→ WORKING DATA
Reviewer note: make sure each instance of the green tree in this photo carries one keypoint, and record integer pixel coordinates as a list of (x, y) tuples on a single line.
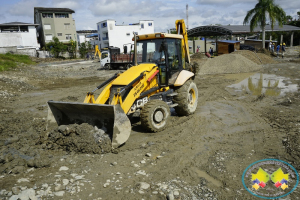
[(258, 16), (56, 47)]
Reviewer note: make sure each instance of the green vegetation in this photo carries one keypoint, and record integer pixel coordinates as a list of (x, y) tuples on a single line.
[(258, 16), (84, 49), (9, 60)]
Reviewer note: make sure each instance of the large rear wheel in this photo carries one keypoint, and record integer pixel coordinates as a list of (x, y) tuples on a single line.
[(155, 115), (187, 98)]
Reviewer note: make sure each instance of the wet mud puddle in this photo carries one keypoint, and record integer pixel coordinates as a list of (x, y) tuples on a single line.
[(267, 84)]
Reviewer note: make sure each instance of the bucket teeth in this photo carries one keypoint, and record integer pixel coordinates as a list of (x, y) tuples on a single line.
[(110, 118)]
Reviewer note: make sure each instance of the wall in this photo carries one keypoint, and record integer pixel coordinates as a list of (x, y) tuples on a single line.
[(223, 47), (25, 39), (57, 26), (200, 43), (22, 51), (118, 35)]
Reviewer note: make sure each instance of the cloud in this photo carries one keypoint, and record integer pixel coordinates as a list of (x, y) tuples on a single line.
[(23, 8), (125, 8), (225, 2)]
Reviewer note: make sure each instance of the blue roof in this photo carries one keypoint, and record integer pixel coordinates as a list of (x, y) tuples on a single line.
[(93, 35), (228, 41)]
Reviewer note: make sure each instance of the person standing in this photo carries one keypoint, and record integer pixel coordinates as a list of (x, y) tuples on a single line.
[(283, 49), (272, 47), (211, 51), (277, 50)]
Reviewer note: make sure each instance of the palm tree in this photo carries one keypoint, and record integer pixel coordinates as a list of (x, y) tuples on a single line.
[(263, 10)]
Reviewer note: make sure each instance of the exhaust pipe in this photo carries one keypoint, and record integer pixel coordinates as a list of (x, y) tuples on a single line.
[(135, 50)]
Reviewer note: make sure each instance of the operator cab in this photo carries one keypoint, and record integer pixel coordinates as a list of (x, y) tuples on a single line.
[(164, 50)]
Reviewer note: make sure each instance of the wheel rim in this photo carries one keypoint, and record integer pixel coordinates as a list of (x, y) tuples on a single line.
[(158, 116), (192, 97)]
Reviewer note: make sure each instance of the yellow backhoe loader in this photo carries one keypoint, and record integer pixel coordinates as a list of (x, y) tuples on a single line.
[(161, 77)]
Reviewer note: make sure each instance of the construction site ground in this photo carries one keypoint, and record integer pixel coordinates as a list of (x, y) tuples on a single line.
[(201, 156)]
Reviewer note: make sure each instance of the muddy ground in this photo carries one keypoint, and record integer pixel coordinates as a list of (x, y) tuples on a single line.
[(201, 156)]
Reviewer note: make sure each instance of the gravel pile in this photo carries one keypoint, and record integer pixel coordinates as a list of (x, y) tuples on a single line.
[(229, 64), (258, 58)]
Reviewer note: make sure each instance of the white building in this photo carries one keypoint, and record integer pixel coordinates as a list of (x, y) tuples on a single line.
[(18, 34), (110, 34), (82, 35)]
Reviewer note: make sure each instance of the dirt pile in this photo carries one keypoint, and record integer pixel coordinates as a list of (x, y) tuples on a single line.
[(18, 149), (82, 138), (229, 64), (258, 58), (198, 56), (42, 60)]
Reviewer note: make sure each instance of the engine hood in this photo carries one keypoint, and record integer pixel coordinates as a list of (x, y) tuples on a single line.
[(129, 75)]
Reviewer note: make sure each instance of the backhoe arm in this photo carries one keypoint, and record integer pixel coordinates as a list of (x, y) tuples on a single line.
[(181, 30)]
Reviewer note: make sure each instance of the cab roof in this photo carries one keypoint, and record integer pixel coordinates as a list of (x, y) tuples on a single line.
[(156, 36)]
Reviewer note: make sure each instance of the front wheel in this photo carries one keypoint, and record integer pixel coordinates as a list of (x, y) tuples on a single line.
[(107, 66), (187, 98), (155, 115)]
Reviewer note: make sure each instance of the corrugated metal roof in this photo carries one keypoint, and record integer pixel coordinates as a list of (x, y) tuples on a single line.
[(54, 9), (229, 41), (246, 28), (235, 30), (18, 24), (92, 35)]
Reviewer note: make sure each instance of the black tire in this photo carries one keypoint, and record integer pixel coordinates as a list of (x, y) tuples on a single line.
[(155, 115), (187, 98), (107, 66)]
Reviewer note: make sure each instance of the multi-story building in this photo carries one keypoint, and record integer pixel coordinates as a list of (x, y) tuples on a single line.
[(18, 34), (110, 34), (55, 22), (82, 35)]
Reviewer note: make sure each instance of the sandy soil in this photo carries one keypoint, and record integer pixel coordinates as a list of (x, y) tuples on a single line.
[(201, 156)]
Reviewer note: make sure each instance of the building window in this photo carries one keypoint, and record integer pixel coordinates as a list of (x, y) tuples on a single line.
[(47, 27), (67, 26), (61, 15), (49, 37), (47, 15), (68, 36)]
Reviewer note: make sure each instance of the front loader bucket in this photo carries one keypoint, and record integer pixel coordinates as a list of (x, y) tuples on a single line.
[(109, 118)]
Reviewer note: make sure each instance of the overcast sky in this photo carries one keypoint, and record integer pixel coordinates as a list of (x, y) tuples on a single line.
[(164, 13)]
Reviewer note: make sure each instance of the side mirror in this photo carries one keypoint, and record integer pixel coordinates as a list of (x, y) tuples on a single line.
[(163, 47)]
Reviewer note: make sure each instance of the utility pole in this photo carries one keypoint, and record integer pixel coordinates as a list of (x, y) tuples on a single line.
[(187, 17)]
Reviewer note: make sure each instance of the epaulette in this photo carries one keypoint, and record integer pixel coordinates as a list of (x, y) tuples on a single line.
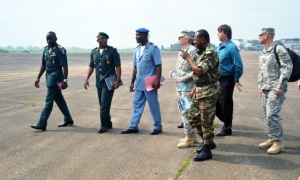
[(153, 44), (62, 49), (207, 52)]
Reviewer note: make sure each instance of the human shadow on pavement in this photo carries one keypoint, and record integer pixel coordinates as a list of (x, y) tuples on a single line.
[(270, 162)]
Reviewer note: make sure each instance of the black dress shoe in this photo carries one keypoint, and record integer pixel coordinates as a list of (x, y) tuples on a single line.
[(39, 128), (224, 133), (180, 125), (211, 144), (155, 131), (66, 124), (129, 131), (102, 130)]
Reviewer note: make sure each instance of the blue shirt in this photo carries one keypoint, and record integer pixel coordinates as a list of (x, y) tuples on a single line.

→ PROBLEM DETAILS
Repeat verbatim the range of lines that opens at the line containing "Reviewer note: make sure each instance of the building" and closes at the last line of the entries, excluding all pictures.

→ WRITTEN RESPONSE
Reviewer note: make sure each instance of the building window in this photo carries one keypoint, and record integer pixel coordinates as a list of (x, y) tuples on a single line.
[(47, 27), (67, 26), (61, 15), (49, 37), (47, 15), (68, 36)]
Reviewer note: make sure each instance of the front loader bucket in this photo carries one keypoint, and record integer pixel coordinates as a list of (x, y) tuples on a single line.
[(109, 118)]
Reviewer note: make sure each instance of the overcast sky in this photo carries one keypoint, and record integer pixel coordinates as a list of (x, y) tuples on a single line.
[(164, 13)]
Reviewer note: make sure each instance of the side mirror in this photo carries one keypoint, and record integer pixel coordinates as a list of (x, y) tuples on a single line.
[(163, 47)]
Reviewer note: make sure each instance of the utility pole in this photo carries one keypoint, and record integer pixel coordinates as a list of (x, y) tuples on a single line.
[(187, 17)]
Reviewer note: make sure each instance of the epaulette in this photo carries one keypoint, and record integer pixel coordinates as a list of (x, y) tuples on a single line.
[(153, 44), (62, 49), (207, 52)]
Reviewer note: make sure each instance of the human shadow on pavement in this photo carries one keypoint, and record integer pixel coordinates as a list of (x, y) tuples on a single line.
[(270, 162)]
Reviewer note: make sure each instance of the black dress shoe in this photo carries one keypoint, and record integer pixel coordinates as a list of (x, y) tuples on a single line.
[(39, 128), (224, 133), (180, 125), (211, 144), (155, 131), (66, 124), (129, 131), (102, 130)]
Reviewer note: make sure each instance of the blue shirt in this photo carries one keypoint, and record integer pixel coordinates as a list of (x, y) tuples on a single line.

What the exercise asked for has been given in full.